**The problem:** Which lines of the listing below contain the word "ceiling"? Return them.

**Data records:**
'''

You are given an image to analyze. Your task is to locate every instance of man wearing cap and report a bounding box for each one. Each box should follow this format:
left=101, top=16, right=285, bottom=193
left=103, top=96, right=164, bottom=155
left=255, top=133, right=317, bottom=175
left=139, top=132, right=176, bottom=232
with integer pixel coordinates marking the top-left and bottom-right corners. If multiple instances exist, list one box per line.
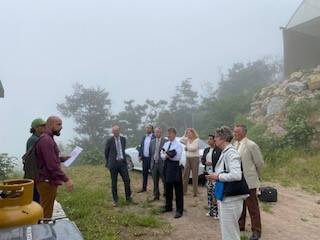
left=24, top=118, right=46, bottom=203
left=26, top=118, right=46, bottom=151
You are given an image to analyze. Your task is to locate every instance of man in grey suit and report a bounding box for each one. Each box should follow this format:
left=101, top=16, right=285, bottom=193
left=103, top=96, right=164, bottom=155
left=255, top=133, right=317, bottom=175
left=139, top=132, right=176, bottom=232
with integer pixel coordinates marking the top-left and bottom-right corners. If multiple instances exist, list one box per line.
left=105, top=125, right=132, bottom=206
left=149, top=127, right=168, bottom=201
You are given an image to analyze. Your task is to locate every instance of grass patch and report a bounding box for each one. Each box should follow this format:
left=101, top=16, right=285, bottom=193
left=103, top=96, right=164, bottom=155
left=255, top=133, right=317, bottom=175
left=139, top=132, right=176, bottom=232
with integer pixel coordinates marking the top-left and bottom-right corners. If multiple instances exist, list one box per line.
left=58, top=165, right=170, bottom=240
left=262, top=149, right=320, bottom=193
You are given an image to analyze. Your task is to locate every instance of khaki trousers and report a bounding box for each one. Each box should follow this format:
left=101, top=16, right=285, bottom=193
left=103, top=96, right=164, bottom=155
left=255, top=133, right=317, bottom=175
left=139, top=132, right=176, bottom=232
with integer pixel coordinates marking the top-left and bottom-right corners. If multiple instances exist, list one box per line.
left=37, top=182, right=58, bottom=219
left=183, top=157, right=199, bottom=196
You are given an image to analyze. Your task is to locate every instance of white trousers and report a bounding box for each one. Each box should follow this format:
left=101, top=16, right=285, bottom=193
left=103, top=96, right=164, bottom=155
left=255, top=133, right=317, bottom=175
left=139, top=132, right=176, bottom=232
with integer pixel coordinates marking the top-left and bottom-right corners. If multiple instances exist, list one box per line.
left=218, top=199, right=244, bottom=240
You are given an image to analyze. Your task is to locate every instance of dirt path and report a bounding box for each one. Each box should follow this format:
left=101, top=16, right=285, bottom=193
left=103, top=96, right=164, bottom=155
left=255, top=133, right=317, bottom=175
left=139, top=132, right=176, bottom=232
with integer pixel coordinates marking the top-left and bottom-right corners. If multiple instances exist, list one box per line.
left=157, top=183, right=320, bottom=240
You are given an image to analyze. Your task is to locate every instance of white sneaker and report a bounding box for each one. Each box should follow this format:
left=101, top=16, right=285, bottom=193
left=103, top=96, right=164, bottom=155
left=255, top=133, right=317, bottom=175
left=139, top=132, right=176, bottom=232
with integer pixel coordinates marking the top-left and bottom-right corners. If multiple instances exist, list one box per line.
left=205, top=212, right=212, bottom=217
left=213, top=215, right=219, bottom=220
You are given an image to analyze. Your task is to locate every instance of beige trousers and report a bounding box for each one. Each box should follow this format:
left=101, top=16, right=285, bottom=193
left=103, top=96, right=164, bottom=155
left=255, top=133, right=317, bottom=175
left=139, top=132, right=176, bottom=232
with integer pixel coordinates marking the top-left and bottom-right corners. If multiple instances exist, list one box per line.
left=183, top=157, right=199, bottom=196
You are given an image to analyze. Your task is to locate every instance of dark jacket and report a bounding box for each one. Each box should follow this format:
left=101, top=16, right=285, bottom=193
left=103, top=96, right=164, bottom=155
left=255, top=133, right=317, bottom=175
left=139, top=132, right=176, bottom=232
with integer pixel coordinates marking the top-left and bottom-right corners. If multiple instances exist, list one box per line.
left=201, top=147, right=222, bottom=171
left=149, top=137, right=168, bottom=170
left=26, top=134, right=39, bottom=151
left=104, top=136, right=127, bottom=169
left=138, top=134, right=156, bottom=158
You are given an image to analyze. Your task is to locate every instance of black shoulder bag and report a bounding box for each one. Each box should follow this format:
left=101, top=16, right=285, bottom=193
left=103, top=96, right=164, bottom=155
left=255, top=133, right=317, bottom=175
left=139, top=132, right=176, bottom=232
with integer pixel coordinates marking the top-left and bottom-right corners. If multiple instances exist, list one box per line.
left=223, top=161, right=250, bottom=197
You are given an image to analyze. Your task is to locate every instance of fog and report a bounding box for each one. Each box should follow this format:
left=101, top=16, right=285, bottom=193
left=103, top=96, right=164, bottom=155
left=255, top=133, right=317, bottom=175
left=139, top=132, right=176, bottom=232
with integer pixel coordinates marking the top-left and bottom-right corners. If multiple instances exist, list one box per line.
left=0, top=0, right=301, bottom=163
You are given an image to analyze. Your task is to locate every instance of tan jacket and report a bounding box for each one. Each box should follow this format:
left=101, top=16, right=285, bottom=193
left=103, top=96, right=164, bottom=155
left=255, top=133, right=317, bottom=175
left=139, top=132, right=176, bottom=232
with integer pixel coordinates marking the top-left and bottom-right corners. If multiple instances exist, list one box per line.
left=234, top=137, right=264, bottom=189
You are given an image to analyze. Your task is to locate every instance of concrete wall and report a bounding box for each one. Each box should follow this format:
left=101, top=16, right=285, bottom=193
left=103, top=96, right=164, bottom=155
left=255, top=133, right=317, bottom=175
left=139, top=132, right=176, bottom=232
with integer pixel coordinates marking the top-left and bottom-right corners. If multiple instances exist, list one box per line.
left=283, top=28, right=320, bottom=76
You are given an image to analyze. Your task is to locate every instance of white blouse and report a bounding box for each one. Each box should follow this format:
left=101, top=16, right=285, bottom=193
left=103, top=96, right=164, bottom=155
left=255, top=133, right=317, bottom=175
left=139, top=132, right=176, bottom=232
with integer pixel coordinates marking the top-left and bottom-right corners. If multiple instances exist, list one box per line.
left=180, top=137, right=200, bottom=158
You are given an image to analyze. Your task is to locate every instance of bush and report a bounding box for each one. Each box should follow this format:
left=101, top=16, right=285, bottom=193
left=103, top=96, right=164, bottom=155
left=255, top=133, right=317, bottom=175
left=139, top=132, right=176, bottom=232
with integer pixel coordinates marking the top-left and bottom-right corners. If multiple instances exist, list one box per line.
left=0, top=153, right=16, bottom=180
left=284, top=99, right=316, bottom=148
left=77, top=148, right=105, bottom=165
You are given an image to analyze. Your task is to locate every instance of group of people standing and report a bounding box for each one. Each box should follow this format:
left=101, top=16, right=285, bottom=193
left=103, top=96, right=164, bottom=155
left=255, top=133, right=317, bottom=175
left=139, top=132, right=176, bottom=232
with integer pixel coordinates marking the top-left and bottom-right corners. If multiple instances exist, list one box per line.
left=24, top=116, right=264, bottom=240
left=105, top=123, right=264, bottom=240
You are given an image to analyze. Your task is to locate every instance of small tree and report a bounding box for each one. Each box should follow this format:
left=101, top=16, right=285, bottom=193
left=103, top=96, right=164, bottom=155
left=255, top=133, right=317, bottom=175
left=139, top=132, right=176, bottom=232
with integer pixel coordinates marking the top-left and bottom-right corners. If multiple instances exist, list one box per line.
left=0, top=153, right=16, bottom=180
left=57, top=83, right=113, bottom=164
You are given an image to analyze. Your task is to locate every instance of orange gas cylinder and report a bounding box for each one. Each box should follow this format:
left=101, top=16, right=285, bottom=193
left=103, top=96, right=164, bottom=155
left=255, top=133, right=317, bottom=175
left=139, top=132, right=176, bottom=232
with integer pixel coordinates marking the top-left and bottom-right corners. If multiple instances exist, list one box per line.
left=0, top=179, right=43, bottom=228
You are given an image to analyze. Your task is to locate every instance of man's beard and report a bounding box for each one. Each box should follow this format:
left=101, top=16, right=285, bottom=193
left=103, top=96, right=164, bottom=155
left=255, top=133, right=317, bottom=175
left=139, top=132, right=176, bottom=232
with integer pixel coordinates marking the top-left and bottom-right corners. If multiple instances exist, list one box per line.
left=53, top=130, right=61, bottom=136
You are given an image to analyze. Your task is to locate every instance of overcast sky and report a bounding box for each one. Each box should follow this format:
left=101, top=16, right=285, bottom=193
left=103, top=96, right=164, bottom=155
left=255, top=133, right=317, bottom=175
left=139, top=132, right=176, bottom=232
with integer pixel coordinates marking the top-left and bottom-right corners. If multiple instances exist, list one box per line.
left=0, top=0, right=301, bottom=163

'''
'''

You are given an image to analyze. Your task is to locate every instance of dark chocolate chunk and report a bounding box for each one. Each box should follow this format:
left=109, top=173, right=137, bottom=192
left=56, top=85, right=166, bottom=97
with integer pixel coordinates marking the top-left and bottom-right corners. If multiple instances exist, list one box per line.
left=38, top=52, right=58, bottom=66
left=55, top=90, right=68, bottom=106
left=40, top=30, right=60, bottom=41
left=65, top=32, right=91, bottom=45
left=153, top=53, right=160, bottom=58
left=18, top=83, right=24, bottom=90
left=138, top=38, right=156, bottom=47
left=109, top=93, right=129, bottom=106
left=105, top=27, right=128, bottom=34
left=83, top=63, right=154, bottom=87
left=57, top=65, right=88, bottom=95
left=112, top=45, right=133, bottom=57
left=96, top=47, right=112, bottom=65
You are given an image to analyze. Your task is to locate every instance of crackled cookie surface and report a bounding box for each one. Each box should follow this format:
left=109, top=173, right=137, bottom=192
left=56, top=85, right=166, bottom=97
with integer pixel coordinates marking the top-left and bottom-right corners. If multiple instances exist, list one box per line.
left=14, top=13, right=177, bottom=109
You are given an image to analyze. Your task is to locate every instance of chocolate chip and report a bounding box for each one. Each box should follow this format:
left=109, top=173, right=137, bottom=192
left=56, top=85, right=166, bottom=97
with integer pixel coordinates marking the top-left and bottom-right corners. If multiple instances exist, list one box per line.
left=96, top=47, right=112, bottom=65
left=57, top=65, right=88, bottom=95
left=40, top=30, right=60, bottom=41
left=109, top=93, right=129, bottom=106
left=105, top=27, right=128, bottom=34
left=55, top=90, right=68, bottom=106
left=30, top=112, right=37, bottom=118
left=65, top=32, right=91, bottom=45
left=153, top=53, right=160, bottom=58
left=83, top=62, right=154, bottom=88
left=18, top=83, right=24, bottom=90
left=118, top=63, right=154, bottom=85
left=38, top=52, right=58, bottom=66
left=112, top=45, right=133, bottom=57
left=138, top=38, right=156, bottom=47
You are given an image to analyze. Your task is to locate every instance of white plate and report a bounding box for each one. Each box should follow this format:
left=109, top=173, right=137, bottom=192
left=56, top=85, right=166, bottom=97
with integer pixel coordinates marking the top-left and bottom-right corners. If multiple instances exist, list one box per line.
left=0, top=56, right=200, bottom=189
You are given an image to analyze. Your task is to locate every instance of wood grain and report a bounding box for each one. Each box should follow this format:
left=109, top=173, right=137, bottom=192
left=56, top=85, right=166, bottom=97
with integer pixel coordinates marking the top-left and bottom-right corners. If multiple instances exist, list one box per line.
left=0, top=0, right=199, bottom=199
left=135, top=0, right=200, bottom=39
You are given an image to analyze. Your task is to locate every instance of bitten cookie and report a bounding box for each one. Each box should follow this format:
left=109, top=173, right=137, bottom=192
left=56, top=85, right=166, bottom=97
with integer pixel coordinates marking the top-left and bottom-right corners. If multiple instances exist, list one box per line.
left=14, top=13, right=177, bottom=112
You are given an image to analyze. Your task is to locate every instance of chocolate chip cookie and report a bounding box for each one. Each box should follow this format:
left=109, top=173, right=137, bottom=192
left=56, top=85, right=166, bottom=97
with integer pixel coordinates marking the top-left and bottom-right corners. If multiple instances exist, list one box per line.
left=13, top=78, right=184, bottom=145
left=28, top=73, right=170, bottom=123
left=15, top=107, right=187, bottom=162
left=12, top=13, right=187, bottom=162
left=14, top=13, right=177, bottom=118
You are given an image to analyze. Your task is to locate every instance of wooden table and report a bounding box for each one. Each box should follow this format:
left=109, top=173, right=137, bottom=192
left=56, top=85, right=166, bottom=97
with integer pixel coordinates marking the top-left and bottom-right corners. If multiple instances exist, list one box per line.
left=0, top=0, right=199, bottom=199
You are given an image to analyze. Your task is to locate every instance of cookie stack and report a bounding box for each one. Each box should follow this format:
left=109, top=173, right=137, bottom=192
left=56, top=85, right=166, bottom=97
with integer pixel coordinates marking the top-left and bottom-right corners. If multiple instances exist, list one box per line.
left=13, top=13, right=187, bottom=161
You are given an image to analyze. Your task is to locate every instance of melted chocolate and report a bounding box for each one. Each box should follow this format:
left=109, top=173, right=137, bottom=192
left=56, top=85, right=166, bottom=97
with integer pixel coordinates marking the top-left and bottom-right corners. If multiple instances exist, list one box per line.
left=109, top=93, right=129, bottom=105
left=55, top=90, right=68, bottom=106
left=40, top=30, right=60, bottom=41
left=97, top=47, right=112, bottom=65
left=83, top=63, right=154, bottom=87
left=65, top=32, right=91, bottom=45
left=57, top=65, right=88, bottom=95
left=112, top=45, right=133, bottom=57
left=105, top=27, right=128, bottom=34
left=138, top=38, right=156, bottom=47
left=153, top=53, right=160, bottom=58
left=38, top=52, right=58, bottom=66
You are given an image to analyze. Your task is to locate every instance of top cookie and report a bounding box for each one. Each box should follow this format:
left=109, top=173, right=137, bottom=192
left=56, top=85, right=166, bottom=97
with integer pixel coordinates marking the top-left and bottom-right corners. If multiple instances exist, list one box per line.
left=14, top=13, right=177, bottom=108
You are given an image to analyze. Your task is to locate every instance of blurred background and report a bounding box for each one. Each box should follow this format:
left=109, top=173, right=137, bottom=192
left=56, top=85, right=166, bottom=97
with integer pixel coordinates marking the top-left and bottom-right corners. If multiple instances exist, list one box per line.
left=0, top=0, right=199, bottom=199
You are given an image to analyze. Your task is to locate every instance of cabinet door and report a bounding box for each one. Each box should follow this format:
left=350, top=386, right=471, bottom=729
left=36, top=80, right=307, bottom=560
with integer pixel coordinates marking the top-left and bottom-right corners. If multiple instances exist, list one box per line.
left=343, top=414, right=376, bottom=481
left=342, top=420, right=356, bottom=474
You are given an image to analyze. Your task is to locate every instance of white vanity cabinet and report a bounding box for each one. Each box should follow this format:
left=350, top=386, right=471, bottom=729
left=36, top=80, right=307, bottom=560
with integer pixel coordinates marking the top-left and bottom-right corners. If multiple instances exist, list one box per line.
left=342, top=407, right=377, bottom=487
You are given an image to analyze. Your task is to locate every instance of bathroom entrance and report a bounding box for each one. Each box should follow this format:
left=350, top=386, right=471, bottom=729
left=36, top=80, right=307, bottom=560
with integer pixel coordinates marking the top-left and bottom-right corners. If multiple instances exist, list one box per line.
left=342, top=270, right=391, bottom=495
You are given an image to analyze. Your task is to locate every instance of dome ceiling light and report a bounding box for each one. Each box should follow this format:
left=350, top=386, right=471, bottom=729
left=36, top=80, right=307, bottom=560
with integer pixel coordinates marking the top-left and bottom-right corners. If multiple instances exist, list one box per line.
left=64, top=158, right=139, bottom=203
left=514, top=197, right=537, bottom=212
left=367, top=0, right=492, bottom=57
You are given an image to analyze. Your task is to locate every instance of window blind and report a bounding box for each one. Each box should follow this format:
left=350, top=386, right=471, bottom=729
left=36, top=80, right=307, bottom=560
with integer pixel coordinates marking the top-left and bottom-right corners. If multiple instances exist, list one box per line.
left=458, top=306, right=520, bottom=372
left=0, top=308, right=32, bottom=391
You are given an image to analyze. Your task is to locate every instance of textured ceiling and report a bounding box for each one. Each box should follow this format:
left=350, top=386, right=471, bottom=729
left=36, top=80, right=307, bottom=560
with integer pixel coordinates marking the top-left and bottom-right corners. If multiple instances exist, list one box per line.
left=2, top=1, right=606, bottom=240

'''
'''

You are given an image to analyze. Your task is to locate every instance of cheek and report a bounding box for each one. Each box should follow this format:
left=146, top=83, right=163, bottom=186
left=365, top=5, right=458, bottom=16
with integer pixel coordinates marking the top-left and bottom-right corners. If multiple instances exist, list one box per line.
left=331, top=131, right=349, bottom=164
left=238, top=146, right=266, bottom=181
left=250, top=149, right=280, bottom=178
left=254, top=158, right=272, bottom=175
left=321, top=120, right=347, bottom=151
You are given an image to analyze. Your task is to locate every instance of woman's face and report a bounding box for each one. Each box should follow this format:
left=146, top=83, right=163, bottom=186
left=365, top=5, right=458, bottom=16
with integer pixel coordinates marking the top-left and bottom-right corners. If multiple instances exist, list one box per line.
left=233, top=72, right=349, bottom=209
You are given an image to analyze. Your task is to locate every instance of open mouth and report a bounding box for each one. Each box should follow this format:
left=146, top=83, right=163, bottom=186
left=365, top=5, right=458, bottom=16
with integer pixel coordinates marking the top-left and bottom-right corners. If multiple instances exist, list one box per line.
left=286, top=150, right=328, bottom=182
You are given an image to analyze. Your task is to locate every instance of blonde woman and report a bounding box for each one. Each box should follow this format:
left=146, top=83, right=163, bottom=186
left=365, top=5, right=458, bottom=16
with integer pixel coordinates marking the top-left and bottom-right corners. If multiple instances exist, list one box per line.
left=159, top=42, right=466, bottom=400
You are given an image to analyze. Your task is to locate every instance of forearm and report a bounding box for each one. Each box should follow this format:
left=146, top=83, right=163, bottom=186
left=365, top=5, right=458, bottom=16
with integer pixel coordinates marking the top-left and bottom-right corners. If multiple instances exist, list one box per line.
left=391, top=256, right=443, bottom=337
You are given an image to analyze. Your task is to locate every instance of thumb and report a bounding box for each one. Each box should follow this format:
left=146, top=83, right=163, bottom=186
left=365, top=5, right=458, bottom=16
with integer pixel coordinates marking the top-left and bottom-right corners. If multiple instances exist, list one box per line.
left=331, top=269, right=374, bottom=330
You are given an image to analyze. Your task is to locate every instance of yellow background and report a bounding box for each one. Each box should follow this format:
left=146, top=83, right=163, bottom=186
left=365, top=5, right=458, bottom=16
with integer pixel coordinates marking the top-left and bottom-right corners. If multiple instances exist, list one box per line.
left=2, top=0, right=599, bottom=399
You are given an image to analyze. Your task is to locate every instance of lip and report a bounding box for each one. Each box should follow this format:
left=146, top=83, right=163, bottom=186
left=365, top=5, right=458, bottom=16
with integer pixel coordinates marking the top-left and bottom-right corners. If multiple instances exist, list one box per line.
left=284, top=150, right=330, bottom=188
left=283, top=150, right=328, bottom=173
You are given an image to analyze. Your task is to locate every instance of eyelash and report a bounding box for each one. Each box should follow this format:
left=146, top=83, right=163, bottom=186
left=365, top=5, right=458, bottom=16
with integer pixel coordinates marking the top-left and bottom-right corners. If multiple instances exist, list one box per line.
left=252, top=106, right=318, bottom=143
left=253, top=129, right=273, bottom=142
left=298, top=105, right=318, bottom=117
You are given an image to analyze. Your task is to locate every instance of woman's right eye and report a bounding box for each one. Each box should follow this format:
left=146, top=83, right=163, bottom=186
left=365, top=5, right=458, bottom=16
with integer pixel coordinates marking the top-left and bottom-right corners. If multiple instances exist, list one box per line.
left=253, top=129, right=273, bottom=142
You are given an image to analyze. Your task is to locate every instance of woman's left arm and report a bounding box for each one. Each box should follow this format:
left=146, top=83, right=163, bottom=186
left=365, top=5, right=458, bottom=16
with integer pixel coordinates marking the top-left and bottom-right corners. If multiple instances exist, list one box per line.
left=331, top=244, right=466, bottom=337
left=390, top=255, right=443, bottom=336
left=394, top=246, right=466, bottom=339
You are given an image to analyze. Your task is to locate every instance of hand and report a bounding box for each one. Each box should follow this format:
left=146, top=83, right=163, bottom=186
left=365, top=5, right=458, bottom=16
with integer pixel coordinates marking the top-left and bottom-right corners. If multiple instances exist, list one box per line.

'''

**Expected answer:**
You are given an image to analyze. Your task is to locate every instance of dome ceiling light and report a bounding box for each one. Each box should follow this format:
You are given an image to analyze. Your task is to locate every instance of textured ceiling and report a bounding box for each one. Each box should follow this format:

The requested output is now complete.